§ **Task details**:
Copy the lines between the ones holding "Target: bare leg" and "(1090, 168)", inclusive, substituting "brick" for "cobblestone" and leaving everything else unchanged.

(Point labeling records)
────────────────────────────────────────

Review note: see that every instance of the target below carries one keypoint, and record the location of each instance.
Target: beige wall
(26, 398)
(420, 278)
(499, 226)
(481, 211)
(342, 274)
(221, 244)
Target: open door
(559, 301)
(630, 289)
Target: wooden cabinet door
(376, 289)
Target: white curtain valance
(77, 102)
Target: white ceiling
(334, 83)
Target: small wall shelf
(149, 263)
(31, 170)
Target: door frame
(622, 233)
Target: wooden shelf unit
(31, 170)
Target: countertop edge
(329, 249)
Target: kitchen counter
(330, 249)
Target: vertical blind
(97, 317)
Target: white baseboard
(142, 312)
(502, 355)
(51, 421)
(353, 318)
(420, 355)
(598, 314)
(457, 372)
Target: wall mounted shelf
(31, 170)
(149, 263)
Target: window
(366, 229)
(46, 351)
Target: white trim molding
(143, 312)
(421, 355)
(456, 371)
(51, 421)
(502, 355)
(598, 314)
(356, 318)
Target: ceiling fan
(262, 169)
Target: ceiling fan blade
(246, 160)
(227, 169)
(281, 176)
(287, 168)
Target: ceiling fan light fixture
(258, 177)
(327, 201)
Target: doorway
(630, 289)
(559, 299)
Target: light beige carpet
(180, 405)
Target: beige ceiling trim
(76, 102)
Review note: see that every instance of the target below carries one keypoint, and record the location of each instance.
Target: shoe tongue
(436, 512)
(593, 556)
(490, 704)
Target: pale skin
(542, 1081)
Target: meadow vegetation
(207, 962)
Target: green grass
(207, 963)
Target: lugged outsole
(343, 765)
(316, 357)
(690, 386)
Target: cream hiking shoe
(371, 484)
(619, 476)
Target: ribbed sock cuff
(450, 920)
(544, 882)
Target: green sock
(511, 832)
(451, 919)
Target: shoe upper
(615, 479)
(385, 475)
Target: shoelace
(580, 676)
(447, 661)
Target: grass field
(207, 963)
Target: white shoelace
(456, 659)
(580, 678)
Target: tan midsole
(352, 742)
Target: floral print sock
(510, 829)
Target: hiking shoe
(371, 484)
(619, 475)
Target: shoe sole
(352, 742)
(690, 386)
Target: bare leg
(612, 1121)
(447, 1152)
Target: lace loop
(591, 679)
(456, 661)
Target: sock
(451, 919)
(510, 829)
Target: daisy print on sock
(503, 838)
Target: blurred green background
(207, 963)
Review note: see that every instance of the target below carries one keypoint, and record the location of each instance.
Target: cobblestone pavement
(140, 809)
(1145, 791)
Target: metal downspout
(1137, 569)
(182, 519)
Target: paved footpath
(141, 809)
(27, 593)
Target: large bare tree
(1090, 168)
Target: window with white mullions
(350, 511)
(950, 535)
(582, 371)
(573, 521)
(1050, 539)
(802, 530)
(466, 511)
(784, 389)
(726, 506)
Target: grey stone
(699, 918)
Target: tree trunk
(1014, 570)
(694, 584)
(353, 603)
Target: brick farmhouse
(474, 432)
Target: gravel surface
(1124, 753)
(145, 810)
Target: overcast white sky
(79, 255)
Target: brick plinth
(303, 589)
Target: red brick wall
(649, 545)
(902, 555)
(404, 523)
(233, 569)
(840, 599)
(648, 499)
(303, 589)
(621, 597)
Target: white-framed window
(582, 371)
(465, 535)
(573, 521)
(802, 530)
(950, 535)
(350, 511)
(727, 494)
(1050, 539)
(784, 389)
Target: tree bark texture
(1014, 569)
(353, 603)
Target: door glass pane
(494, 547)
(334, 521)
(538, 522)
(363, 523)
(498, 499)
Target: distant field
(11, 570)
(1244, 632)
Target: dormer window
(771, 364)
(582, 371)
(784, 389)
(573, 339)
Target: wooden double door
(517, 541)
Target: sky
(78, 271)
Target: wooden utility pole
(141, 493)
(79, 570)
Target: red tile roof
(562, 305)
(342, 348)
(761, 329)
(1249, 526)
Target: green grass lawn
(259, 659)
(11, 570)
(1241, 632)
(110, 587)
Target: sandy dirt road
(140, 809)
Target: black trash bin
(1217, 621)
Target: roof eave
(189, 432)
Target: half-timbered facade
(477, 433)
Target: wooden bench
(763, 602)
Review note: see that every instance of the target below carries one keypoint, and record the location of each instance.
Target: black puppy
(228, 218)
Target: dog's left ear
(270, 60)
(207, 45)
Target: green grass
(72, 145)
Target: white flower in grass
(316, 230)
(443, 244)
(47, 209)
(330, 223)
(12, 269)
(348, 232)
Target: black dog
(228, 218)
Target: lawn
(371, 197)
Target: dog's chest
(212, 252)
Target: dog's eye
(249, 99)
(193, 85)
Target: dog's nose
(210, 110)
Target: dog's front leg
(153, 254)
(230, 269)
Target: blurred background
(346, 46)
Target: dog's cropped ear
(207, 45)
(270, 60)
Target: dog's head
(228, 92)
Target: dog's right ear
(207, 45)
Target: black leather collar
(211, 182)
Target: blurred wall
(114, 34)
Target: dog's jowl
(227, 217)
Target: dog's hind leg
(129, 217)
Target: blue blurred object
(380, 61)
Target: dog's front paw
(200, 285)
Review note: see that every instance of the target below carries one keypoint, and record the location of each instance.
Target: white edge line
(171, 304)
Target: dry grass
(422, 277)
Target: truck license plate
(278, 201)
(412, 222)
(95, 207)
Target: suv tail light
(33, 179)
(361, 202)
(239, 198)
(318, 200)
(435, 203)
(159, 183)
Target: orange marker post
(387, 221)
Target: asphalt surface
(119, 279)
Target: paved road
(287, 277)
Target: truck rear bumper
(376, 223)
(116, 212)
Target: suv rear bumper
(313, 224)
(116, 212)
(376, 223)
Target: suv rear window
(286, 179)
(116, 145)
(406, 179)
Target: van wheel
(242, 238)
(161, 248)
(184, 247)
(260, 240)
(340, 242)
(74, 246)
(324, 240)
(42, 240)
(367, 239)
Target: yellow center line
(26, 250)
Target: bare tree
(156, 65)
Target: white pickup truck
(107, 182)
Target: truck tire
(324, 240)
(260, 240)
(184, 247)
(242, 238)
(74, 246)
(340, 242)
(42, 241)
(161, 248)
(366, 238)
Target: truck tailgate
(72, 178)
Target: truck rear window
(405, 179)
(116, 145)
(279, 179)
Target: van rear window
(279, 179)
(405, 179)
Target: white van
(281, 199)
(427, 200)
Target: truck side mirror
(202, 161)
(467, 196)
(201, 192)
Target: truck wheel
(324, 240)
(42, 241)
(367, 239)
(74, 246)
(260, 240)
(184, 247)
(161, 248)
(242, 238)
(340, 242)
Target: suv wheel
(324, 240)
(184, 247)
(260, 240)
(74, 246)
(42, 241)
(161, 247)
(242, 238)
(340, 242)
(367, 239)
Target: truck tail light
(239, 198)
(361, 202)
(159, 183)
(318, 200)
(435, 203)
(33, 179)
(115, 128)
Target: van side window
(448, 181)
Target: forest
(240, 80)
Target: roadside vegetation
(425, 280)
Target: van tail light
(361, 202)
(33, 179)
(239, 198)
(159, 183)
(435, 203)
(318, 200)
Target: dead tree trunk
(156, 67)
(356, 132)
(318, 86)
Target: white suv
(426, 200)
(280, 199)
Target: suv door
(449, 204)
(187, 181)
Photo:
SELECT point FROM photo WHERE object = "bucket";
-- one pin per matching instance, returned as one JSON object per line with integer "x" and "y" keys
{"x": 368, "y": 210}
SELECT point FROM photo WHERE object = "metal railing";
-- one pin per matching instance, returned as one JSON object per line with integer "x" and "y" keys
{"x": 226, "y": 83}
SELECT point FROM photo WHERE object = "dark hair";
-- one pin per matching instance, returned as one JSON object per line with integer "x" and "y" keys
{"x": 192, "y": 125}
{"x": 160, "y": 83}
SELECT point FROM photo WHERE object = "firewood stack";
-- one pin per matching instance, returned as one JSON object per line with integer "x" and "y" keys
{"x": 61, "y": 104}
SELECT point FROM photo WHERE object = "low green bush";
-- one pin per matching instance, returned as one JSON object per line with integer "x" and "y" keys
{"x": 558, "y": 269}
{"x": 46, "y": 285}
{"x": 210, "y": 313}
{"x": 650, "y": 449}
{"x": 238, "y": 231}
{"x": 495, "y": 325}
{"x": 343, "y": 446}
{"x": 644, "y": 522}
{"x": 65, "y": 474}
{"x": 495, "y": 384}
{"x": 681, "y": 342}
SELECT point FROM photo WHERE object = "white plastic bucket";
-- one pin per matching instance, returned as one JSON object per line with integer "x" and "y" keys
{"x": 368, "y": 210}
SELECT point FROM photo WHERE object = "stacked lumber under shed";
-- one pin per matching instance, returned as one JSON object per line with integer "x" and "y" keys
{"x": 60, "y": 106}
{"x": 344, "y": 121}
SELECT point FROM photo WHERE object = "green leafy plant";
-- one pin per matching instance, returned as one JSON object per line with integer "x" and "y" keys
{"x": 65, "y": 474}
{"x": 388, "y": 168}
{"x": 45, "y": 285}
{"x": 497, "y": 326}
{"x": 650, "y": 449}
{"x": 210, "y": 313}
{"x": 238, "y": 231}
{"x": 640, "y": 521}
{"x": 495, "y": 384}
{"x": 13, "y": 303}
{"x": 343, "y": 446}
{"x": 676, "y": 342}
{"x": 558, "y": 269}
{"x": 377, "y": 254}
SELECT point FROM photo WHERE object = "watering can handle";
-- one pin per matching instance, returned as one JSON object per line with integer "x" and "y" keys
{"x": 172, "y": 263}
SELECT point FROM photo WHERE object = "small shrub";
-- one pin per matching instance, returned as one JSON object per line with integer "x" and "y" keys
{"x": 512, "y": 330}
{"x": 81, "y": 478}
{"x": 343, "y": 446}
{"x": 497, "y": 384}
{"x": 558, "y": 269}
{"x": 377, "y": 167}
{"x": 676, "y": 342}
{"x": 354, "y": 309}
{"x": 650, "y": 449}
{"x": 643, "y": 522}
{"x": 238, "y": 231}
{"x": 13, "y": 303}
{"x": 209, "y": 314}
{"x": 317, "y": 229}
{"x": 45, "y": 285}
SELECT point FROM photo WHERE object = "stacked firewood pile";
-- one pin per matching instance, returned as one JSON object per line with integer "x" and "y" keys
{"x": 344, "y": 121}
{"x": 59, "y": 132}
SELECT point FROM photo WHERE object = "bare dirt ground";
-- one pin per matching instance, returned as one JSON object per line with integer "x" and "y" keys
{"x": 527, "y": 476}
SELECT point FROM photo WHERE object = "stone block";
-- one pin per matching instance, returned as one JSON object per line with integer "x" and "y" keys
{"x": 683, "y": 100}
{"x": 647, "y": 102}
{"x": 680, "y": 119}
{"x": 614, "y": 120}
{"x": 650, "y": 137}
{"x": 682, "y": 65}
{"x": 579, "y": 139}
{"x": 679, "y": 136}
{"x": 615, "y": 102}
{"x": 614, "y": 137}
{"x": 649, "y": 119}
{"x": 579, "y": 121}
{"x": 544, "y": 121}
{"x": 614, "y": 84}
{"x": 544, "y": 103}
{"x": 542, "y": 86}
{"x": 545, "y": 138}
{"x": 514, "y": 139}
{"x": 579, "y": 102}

────────────────────────────────────────

§ **Task output**:
Target: bare leg
(612, 1121)
(447, 1152)
Target: lace loop
(591, 679)
(456, 661)
Target: sock
(451, 919)
(510, 829)
Target: daisy print on sock
(503, 838)
Target: blurred green background
(207, 963)
Review note: see that every instance of the target below carries one keypoint, and record the location of each instance.
Target: brick pavement
(140, 809)
(1145, 791)
Target: metal downspout
(1137, 569)
(182, 519)
Target: paved footpath
(141, 809)
(27, 593)
Target: large bare tree
(1090, 168)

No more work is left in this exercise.